# start of Provided passage

# Kaido Vs Kizaru



## Amol (Nov 2, 2018)

Because I can't make it in BD yet.


----------



## Milkomeda (Nov 2, 2018)

I wonder if Kizaru wanted to die when he offered to go to Wano


----------



## Seraphoenix (Nov 2, 2018)

Kizaru admitted that victory or defeat could be decided in a single moment with Marco. The equivalent of Marco in Luffy just got one-shot while doing no damage so connect the dots.

Reactions: Winner 1


----------



## A Optimistic (Nov 2, 2018)

Kizaru couldn't even get past an exhausted, out of shape old man....atleast make it Akainu so I somehow defend the Team Admiral with a straight face.


----------



## Sherlōck (Nov 2, 2018)

Extreme difficulty win for Kaido.


----------



## God Movement (Nov 2, 2018)

It'll never be anything less than extreme difficulty at this level. But I've maintained that Akainu ≈ Shanks ≈ Kaido ≈ Mihawk. So Kaido.

Reactions: Like 2


----------



## Blacku (Nov 2, 2018)

After Analyzing every panel of this chapter, I have come the conclusion that Kizaru would not be able to solo the BM and Kaido tag team with anything less than Extreme difficulty.


----------



## Donquixote Doflamingo (Nov 2, 2018)

LightSpeed Kick to the balls.

GG.


*Spoiler*: __ 



"Kaidou High diff"]


----------



## Milkomeda (Nov 2, 2018)

Kizaru flys into Kaidos bat at the speed of light. Kizaru gets knocked all the way to Raftel


----------



## Shiba D. Inu (Nov 2, 2018)

Kizaru makes a light club


Stalemate


----------



## X18999 (Nov 2, 2018)

Extreme because it'll be tough for Kaidou to chase down a fleeing Kizaru.


----------



## Magentabeard (Nov 2, 2018)

Kaidou with mid or upper mid difficulty


----------



## Phantom Thief (Nov 2, 2018)

Kaido with high-difficulty.


----------



## Quipchaque (Nov 2, 2018)

Have you ever seen a man run away at the speed of light?

Reactions: Like 6


----------



## T.D.A (Nov 2, 2018)

Kizaru was shook by Ben Beckmann's gun.


----------



## Djomla (Nov 2, 2018)

Seraphoenix said:


> Kizaru admitted that victory or defeat could be decided in a single moment with Marco. The equivalent of Marco in Luffy just got one-shot while doing no damage so connect the dots.



No, he didn't. Kizaru is a troll. Same happened with Beckman. He trolled him and gave up but in the next panel didn't give a darn about him and just continue attacking.

Emperors can fight Admirals and that's it. Commanders are leagues below.

Anyway a fight between Admiral and Emperor can go either way. Best to wait and actually see any of them fighting seriously on panel and decide.


----------



## Seraphoenix (Nov 2, 2018)

Djomla said:


> No, he didn't. Kizaru is a troll. Same happened with Beckman. He trolled him and gave up but in the next panel didn't give a darn about him and just continue attacking.

# end of Provided passage
# start of Information shown

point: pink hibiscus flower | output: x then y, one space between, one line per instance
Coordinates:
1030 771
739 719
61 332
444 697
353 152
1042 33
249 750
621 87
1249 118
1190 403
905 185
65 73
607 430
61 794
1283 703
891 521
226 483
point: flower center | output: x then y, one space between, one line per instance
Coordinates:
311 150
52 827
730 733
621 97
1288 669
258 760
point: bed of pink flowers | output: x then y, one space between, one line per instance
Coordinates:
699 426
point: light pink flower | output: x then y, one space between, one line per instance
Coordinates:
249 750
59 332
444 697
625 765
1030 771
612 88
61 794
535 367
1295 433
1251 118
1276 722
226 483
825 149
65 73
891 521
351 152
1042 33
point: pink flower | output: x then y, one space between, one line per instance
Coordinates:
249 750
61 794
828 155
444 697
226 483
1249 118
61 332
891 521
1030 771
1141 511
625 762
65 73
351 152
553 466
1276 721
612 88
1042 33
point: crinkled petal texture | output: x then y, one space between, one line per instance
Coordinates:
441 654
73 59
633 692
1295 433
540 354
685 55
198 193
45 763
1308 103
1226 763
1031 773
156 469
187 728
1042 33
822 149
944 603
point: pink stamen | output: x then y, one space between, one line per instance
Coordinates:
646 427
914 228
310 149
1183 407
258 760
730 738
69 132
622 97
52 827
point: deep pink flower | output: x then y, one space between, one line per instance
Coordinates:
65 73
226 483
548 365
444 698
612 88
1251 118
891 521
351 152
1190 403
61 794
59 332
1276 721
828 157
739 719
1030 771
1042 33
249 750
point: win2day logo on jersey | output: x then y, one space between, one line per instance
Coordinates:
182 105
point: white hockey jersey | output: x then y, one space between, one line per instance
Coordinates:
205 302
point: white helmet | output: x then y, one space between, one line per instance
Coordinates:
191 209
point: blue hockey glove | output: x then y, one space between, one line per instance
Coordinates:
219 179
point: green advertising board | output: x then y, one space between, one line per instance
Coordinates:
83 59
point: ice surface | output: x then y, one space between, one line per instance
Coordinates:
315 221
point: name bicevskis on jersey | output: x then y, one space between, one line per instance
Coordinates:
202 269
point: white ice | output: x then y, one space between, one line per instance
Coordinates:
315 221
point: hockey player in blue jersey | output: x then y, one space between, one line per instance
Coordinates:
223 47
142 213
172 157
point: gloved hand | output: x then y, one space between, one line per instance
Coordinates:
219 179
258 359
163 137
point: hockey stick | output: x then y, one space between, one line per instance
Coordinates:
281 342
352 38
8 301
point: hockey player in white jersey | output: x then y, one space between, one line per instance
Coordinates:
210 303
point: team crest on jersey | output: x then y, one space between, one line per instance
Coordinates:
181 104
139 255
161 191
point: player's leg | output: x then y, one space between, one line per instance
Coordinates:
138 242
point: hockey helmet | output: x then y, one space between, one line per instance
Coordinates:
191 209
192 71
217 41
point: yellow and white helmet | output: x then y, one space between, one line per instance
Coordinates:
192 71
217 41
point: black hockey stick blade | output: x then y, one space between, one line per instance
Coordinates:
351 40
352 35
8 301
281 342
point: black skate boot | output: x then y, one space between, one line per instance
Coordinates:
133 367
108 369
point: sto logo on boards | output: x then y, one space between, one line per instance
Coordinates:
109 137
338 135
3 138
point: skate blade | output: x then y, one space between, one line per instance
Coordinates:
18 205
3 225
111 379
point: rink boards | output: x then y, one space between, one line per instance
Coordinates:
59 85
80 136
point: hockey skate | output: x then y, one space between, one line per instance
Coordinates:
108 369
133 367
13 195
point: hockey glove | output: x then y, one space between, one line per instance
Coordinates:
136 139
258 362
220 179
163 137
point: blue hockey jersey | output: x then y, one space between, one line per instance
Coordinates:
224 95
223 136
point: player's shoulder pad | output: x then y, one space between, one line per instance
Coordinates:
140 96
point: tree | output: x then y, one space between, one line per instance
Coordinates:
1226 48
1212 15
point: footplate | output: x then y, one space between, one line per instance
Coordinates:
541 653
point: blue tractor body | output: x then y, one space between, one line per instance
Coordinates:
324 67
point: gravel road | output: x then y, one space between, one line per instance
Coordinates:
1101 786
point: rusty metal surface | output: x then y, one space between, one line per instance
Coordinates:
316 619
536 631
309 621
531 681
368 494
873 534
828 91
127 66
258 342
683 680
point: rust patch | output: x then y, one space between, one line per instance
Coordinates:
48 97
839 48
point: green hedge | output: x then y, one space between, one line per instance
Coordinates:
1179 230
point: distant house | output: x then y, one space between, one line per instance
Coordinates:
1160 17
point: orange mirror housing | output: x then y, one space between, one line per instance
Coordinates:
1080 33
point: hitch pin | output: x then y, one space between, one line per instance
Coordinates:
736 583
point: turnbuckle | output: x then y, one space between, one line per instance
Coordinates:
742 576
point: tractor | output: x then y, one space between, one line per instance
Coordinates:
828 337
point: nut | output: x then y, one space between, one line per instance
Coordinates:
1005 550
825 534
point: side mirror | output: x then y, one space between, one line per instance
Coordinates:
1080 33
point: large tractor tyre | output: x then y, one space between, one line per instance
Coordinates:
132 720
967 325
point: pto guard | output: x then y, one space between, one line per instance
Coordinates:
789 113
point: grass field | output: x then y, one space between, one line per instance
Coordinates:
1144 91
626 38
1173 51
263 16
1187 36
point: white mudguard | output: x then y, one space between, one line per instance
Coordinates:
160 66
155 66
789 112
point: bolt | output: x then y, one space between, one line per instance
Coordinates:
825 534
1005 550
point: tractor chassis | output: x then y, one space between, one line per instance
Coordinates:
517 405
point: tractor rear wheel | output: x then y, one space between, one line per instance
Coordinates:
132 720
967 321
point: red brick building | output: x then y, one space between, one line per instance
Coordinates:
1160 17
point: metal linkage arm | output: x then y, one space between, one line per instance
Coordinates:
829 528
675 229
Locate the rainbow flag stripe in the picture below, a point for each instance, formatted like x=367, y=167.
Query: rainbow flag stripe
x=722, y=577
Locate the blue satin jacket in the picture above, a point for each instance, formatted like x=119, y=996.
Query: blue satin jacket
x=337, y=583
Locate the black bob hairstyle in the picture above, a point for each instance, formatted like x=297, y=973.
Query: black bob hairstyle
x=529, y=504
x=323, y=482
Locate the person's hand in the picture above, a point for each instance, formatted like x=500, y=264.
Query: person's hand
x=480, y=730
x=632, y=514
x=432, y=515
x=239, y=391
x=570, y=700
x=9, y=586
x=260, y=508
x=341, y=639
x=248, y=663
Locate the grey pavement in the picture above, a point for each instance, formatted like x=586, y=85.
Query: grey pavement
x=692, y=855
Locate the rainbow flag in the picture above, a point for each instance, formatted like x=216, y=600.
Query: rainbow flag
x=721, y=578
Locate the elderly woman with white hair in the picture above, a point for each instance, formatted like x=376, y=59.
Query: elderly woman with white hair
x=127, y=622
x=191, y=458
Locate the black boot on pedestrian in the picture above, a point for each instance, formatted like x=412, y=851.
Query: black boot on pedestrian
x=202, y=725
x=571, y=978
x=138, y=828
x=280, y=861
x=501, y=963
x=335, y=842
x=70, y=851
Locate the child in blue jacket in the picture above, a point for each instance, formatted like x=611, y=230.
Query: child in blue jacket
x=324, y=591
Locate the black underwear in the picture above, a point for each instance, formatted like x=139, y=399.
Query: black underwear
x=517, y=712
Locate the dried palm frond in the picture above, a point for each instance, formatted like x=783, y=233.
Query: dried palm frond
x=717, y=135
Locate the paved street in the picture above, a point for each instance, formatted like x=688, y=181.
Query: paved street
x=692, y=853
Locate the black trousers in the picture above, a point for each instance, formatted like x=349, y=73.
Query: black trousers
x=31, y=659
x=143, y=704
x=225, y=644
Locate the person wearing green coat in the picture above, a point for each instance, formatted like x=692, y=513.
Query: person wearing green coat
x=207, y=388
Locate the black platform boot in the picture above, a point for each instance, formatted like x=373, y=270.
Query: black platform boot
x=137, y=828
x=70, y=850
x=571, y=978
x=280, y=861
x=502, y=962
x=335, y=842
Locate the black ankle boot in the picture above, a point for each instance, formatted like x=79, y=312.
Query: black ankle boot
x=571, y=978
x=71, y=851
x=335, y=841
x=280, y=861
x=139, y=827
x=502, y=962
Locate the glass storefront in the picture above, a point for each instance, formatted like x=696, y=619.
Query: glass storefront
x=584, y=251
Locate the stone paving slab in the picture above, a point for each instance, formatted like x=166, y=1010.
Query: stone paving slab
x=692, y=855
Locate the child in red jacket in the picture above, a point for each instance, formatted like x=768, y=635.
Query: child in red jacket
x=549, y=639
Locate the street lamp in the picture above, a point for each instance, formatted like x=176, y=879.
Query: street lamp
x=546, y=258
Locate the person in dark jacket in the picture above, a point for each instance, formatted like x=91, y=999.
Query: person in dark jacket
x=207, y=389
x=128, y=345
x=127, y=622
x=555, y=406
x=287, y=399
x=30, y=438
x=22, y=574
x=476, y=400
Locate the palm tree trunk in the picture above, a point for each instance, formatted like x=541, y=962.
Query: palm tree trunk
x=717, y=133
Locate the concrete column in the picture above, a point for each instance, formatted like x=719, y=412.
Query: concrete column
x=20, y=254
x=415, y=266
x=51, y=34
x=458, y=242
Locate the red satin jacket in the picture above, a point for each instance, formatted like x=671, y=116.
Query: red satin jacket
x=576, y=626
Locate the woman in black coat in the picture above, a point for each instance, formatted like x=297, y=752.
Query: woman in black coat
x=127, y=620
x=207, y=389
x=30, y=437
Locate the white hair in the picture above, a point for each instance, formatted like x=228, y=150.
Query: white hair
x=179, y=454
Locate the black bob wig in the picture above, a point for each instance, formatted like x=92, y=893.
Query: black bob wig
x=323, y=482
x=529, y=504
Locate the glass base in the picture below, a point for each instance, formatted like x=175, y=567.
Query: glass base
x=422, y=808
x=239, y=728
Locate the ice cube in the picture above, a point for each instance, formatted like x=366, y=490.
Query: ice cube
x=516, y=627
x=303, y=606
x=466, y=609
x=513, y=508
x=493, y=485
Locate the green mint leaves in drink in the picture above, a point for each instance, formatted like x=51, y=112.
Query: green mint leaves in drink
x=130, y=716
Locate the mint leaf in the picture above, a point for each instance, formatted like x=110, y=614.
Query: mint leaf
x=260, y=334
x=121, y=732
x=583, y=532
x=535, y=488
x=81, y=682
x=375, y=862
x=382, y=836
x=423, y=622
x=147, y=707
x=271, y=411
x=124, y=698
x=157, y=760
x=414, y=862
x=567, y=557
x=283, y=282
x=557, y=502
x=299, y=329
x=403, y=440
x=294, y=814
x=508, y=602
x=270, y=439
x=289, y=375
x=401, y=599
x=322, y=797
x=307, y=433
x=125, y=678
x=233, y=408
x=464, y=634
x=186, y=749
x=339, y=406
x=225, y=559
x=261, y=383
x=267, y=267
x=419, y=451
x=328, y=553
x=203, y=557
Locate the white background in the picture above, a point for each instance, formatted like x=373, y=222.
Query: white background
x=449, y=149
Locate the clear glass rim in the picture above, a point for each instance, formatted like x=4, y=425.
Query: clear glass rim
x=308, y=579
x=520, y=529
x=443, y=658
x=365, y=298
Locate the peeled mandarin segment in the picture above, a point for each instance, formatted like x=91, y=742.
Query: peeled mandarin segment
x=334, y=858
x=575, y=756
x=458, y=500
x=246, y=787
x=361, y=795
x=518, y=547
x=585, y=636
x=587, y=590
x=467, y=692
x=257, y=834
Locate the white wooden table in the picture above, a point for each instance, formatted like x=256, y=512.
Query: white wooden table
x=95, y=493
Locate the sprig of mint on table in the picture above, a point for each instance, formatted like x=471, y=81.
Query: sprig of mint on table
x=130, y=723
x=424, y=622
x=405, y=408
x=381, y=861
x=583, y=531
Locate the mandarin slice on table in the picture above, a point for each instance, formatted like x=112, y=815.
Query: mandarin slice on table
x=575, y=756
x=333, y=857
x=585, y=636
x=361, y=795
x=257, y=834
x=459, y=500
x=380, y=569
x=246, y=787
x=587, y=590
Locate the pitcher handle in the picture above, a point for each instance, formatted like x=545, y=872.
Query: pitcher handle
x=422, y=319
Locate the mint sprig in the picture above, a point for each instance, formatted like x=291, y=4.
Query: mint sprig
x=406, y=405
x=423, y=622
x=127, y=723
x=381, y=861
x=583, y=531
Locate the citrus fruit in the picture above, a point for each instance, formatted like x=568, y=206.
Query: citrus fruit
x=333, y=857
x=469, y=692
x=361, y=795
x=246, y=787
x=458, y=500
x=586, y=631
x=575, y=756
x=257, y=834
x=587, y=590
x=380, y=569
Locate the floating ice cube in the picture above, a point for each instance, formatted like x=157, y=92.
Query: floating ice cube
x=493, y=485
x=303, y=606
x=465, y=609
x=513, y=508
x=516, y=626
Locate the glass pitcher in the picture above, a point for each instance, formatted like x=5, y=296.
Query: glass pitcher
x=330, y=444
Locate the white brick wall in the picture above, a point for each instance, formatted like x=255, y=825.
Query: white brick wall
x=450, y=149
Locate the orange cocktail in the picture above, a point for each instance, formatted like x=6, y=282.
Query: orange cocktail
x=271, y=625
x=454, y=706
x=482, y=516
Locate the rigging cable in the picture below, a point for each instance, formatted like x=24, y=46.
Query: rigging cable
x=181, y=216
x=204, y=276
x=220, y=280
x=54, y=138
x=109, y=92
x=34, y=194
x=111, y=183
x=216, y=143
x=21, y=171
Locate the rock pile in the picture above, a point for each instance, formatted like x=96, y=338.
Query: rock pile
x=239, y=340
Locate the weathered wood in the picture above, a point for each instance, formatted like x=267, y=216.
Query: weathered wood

# end of Information shown

=== Written request 1 ===
From the Kaido vs Kizaru thread above, write out the stretch from "## A Optimistic" through "win for Kaido.".
=== Written request 2 ===
In the Kaido vs Kizaru thread, which posts show a reactions line? Give each poster's name with the reaction and count shown.
=== Written request 3 ===
Continue the Kaido vs Kizaru thread from the last line shown above.

=== Written reply 1 ===
## A Optimistic (Nov 2, 2018)

Kizaru couldn't even get past an exhausted, out of shape old man....atleast make it Akainu so I somehow defend the Team Admiral with a straight face.


----------



## Sherlōck (Nov 2, 2018)

Extreme difficulty win for Kaido.

=== Written reply 2 ===
Seraphoenix: Winner 1
God Movement: Like 2
Quipchaque: Like 6

=== Written reply 3 ===
> 
> Emperors can fight Admirals and that's it. Commanders are leagues below.
> 
> Anyway a fight between Admiral and Emperor can go either way. Best to wait and actually see any of them fighting seriously on panel and decide.


Give evidence that Kizaru was not being serious there. This 'troll' thing is a nice little tool you guys use to discount anything he says.

Next panel???? You're outright lying now. Reread that chapter. He only attacked after Beckmann left the area.


----------



## Kylo Ren (Nov 2, 2018)

Djomla said:


> Best to wait and actually see any of them fighting seriously on panel and decide.


what's there to wait   Don't pretend now that WB vs Akainu didn't happen.


----------



## charles101 (Nov 2, 2018)

Gion would be an Admiral finally.


----------



## YoshiPower (Nov 2, 2018)

More interested in VS Shanks tbh. Imagine the lil man tanking Kaidous hit


----------



## TheWiggian (Nov 2, 2018)

Kaidou high (mid-high) diff just like Fuji.


----------



## Lord Stark (Nov 2, 2018)

Seraphoenix said:


> Kizaru admitted that victory or defeat could be decided in a single moment with Marco. The equivalent of Marco in Luffy just got one-shot while doing no damage so connect the dots.



Marco is clearly stronger than Luffy imo.  I still consider MF Garp's destructive output to be Yonko level and Marco took his attack fine.


----------



## Extravlad (Nov 2, 2018)

Kaido high-high diff


----------



## Lord Melkor (Nov 2, 2018)

Lord Stark said:


> Marco is clearly stronger than Luffy imo.  I still consider MF Garp's destructive output to be Yonko level and Marco took his attack fine.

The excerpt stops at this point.